He was brought up in Piercebridge, where his father, Frank Wrightson, was stationmaster. He worked at Raby Castle before joining the royal household and after the king’s death served as an usher at the House of Lords.

His brother William was Mrs Lincoln’s grandfather. He and two other brothers, Francis and Frederick, all had long careers on the railways.

Caesar had an inscription on his collar saying: “I am Caesar. I belong to the king.”

He became the most famous dog in Britain for a while, thanks to a book published in 1910. It was called Where’s Master by Caesar, the King’s Dog. It was an instant best seller that ran to nine reprints in its first year. It was cleverly written as if by the dog itself, with many descriptions of scenes involving the king, but the actual author was not named.

ANYONE who receives a large sum of cash would be ill-advised to take it on a pub crawl. But that, alas, is what Willie Hutchinson did. He was given a cheque for £530 and nine shillings, possibly from a bequest, in 1872. It was a lot of money then and would be equal to many thousands today. He worked in a solicitor’s office in Bishop Auckland, so could have got advice on what to do with it.

But he took it to his friend WJ Manners, landlord of the Pollards Inn in Etherley Lane.

The pair walked to a bank in the town centre, where the cheque was changed for £500 in Bank of England notes, £30 on gold coins and nine shillings in silver coins.

* WHAT YOU SHOULD DO
Answer these from the excerpted passage above:
(a) Where was Frank Wrightson stationmaster?
(b) In what year was the book written as if by Caesar published?
(c) Which inn did WJ Manners keep as landlord?

* MATERIAL PROVIDED
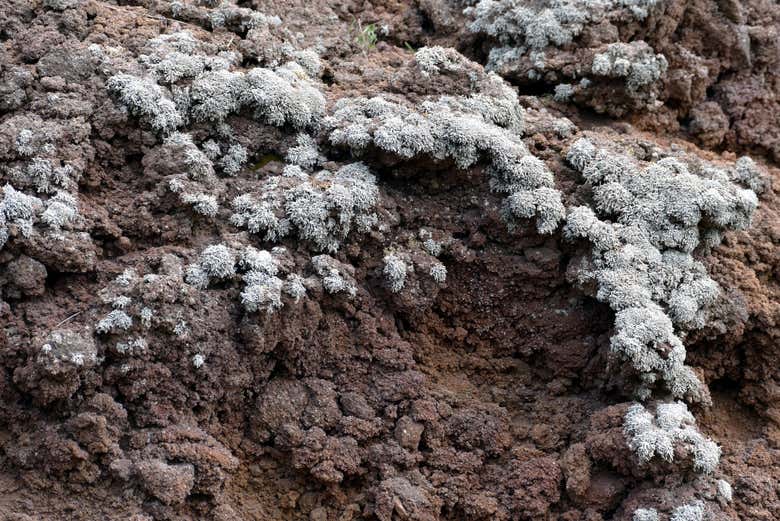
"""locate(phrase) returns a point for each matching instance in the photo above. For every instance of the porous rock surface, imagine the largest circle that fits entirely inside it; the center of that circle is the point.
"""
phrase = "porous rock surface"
(161, 358)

* EXPECTED ANSWER
(a) Piercebridge
(b) 1910
(c) The Pollards Inn in Etherley Lane